* What is expected
Set down exactly the stretch of lines below that opens at the line containing "of player's fingers" and continues through the last line of the entries, and nothing else.

+++

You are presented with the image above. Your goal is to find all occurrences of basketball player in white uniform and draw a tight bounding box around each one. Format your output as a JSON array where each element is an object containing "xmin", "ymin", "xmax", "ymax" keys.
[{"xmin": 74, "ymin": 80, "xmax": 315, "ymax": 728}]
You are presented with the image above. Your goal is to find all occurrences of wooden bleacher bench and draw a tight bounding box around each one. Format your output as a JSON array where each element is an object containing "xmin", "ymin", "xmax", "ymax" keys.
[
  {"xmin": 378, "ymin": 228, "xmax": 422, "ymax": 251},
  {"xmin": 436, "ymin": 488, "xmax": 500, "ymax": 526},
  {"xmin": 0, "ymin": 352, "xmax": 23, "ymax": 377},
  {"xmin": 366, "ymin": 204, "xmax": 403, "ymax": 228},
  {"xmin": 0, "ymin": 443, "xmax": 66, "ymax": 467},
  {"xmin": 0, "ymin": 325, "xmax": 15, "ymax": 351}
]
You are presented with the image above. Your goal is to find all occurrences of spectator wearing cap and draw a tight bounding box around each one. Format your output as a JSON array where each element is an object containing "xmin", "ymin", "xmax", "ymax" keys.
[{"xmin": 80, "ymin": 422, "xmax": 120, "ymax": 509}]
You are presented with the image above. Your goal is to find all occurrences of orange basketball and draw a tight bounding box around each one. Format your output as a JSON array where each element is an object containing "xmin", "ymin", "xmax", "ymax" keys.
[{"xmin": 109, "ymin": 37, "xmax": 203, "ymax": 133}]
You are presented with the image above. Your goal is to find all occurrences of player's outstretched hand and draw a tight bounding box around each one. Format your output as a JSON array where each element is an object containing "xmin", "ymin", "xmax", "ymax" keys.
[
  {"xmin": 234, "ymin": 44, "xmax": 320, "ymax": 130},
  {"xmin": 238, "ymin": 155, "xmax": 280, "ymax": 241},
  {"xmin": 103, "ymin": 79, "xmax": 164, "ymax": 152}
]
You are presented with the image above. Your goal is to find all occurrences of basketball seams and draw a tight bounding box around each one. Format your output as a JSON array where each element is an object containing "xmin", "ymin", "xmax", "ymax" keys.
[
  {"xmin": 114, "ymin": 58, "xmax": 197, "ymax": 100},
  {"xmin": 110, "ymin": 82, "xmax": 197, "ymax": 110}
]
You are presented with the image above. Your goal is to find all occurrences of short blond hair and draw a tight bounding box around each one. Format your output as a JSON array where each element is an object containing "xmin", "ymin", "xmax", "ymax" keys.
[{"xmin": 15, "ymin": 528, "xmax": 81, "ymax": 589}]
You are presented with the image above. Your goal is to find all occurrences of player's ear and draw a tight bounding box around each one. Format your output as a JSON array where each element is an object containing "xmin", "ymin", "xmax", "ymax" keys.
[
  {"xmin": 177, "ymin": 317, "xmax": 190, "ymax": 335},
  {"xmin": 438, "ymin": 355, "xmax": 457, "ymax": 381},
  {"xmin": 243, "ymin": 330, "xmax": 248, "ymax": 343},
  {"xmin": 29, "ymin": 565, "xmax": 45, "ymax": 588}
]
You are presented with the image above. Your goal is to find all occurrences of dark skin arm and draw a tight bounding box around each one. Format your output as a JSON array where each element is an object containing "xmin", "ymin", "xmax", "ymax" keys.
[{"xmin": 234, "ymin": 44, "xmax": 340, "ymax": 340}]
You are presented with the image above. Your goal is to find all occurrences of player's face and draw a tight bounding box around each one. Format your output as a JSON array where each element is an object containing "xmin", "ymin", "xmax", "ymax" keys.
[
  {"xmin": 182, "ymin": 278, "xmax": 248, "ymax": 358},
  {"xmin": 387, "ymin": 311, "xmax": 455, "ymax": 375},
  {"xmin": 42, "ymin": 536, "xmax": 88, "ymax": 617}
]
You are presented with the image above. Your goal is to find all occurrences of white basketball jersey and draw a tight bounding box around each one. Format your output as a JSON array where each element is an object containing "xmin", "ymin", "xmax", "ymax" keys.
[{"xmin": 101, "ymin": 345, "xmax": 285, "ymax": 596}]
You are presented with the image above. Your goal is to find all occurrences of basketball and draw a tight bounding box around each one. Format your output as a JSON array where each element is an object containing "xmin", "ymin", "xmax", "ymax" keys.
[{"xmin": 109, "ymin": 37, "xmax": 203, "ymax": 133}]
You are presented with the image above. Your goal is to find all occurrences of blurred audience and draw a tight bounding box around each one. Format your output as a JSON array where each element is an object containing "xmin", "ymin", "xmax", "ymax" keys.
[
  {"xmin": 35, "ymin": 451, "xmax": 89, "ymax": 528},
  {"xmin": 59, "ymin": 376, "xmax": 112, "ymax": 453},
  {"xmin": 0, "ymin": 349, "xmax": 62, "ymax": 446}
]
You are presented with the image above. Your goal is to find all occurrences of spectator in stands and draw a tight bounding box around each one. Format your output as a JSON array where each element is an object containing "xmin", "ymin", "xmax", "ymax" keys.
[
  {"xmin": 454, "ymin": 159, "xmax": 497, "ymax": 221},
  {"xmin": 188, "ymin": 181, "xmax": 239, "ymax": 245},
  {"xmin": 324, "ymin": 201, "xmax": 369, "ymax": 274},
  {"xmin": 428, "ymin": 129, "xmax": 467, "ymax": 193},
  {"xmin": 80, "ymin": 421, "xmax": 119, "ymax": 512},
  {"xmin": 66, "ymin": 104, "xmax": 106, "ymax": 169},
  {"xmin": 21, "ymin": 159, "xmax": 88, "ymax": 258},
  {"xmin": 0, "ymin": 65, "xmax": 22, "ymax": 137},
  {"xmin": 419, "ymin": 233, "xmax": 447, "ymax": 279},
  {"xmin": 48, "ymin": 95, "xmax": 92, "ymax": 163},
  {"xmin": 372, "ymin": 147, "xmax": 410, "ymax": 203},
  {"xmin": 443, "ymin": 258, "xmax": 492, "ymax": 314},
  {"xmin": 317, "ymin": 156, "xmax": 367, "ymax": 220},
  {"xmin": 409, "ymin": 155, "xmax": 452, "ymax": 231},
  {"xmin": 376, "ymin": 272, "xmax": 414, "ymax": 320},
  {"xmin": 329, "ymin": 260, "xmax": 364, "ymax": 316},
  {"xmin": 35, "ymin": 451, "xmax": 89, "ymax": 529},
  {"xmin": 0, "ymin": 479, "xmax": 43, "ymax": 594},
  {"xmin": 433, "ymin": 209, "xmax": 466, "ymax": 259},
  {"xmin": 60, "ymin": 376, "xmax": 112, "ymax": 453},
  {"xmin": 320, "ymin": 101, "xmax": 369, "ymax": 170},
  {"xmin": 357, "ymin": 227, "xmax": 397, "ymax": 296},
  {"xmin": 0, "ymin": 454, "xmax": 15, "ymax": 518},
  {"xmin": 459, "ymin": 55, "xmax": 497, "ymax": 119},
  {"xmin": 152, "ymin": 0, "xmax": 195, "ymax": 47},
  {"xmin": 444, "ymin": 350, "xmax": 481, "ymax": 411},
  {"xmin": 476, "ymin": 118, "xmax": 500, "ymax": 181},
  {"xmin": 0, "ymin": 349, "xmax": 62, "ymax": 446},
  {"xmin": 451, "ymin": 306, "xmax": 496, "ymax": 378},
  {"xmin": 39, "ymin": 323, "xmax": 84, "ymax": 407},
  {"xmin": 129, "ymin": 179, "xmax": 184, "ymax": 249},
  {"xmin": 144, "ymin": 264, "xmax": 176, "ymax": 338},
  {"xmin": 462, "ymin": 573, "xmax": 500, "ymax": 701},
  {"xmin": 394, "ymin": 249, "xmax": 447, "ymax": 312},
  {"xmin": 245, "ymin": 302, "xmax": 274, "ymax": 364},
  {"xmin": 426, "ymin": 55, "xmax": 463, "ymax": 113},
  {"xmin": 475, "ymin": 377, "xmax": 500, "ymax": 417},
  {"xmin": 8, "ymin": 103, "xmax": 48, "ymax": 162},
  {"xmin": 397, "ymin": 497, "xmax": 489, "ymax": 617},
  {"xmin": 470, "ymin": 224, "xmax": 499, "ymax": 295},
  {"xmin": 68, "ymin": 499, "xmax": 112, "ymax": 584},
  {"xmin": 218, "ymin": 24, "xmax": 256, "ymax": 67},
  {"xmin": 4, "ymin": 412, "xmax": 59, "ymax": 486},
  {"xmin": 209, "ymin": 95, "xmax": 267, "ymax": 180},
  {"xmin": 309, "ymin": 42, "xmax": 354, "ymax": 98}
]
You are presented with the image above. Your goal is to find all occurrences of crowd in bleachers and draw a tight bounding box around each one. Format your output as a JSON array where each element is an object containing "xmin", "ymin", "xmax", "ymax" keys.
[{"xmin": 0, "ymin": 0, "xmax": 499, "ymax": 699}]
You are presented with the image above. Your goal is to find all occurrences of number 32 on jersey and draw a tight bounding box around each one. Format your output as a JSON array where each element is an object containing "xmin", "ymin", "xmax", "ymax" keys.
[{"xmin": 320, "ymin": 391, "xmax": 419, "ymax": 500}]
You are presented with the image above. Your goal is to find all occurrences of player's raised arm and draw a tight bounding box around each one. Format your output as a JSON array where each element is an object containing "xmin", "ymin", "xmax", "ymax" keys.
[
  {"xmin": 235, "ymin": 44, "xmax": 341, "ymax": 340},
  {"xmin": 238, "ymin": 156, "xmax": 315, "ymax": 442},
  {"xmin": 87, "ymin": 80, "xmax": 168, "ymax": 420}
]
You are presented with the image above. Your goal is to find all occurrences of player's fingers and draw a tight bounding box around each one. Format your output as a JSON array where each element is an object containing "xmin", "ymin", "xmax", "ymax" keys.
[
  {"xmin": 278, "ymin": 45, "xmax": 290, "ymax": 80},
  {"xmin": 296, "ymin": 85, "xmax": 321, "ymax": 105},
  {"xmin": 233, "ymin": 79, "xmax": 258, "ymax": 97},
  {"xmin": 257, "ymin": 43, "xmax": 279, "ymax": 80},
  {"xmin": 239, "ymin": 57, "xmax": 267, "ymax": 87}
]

+++

* Solution to the problem
You are presented with the image above. Your goal is to find all occurrences of player's fingers and draw a tight bounding box around each one. Format your output as a JSON array where each element is an object containing "xmin", "ymin", "xmax", "ymax" keys.
[
  {"xmin": 278, "ymin": 45, "xmax": 290, "ymax": 80},
  {"xmin": 296, "ymin": 85, "xmax": 321, "ymax": 105},
  {"xmin": 233, "ymin": 79, "xmax": 258, "ymax": 97},
  {"xmin": 257, "ymin": 43, "xmax": 279, "ymax": 80},
  {"xmin": 239, "ymin": 57, "xmax": 267, "ymax": 87}
]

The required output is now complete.